### TRY IT
What you write should match, word for word, the lines from the one containing "Each instance of the desert shrub" through the end of the data, with no pictures.

### MATERIAL TO PROCESS
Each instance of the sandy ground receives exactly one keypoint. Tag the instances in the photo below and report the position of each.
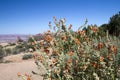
(8, 71)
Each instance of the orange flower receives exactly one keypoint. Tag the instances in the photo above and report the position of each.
(19, 74)
(77, 41)
(48, 38)
(101, 58)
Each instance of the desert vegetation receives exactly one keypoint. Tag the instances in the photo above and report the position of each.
(91, 53)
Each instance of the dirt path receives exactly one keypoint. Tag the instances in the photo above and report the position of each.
(8, 71)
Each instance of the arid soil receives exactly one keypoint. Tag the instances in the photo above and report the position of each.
(8, 71)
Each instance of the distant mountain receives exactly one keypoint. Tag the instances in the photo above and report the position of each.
(12, 37)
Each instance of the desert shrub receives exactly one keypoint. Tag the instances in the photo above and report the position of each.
(80, 55)
(12, 44)
(27, 56)
(1, 53)
(8, 51)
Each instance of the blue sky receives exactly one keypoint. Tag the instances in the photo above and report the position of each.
(32, 16)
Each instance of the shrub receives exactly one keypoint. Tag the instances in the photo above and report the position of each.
(78, 55)
(1, 53)
(27, 56)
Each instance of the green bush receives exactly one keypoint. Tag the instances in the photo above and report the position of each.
(27, 56)
(80, 55)
(1, 53)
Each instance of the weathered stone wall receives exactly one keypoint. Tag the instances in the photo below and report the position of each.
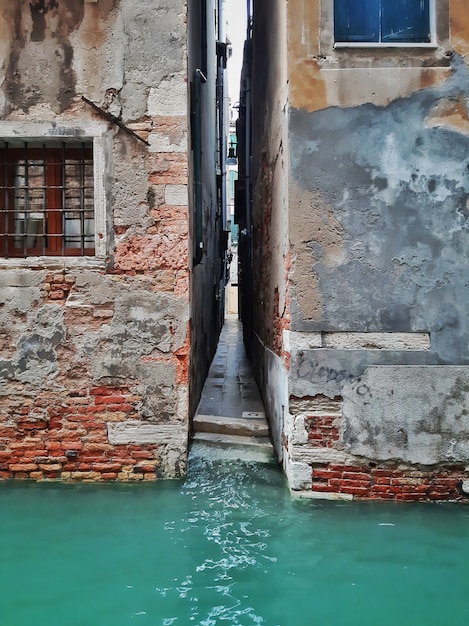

### RESULT OF THE EXERCISE
Each instance of the desert shrub receives exactly one keypoint. Tag the instances in the photo above and report the position of each.
(80, 55)
(12, 44)
(27, 56)
(1, 53)
(8, 51)
Each instance of the blue sky receives exactly one keypoint. Tag the instances in the photo above and report the position of each.
(32, 16)
Each instance of the shrub receives exactly one keypoint. Tag the instances in the photo above and report the position of each.
(78, 55)
(1, 53)
(27, 56)
Each instance of the green bush receives exactly one keypoint. Tag the instances in the photo above and report the position of each.
(27, 56)
(80, 55)
(1, 53)
Each instance of the weathered stone wall receives exactly one keypoint. Tag the instances in the photo below and report the position of each.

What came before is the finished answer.